Отрывок из текста:

Публика в Израиле была наполовину чистая, как по другому случаю говорит Чехов: делилась на тех, в чьем обществе можно дышать, и на тех, кто глух к слову и культуре. Первые, конечно, не половину составляли, а крохотное меньшинство, но по значению — много больше половины. К этому меньшинству принадлежал Лев Утевский, ученый и художник, годами лет на десять с хвостиком старше меня. Уехал он за несколько лет до нас, но я еще застал его в Ленинграде, хоть в ту пору и не познакомился с ним. Именно с его лекции, в 1981 году, на окраине или в пригороде Ленинграда, в квартире Григория Кановича, началось мое приобщение к еврейству. Лекция ошеломила меня, и не в первую очередь новыми фактами (хоть и этого было предостаточно), а скорее уровнем их осмысления и культурой речи докладчика. Передом мною был европеец, сионист-европеец, один из тех, в чьем присутствии невольно вспоминаешь фантастическую фигуру Владимира-Зеева Жаботинского.

Письменное задание 1: Определите, соответствуют ли утверждения (a), (b) и (c) отрывку о Льве Утевском: (a) Утевский был старше автора на десять с лишним лет; (b) автор познакомился с Утевским ещё в Ленинграде; (c) лекция Утевского прошла в 1981 году в квартире Григория Кановича. На каждое ответьте «да» или «нет» и приведите решающие слова отрывка в точных кавычках.

Листинг:
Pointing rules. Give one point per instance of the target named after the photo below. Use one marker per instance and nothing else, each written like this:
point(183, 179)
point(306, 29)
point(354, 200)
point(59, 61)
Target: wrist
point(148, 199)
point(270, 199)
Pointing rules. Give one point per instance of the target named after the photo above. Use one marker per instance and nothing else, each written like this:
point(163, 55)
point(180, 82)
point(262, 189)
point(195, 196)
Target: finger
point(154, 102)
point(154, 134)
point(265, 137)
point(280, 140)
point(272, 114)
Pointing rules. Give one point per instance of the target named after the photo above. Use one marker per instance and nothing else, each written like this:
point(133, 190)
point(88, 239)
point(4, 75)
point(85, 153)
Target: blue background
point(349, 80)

Письменное задание 2: Процитируйте, пожалуйста, весь листинг выше дословно, от первой строки до последней, ничего не меняя.

Письменный ответ 1:
(a) Да: «годами лет на десять с хвостиком старше меня».
(b) Нет: «хоть в ту пору и не познакомился с ним».
(c) Да: «в 1981 году, на окраине или в пригороде Ленинграда, в квартире Григория Кановича».

Письменный ответ 2:
Pointing rules. Give one point per instance of the target named after the photo below. Use one marker per instance and nothing else, each written like this:
point(183, 179)
point(306, 29)
point(354, 200)
point(59, 61)
Target: wrist
point(148, 199)
point(270, 199)
Pointing rules. Give one point per instance of the target named after the photo above. Use one marker per instance and nothing else, each written like this:
point(163, 55)
point(180, 82)
point(262, 189)
point(195, 196)
Target: finger
point(154, 102)
point(154, 134)
point(265, 137)
point(280, 140)
point(272, 114)
Pointing rules. Give one point per instance of the target named after the photo above. Use one marker per instance and nothing else, each written like this:
point(133, 190)
point(88, 239)
point(4, 75)
point(85, 153)
Target: blue background
point(349, 80)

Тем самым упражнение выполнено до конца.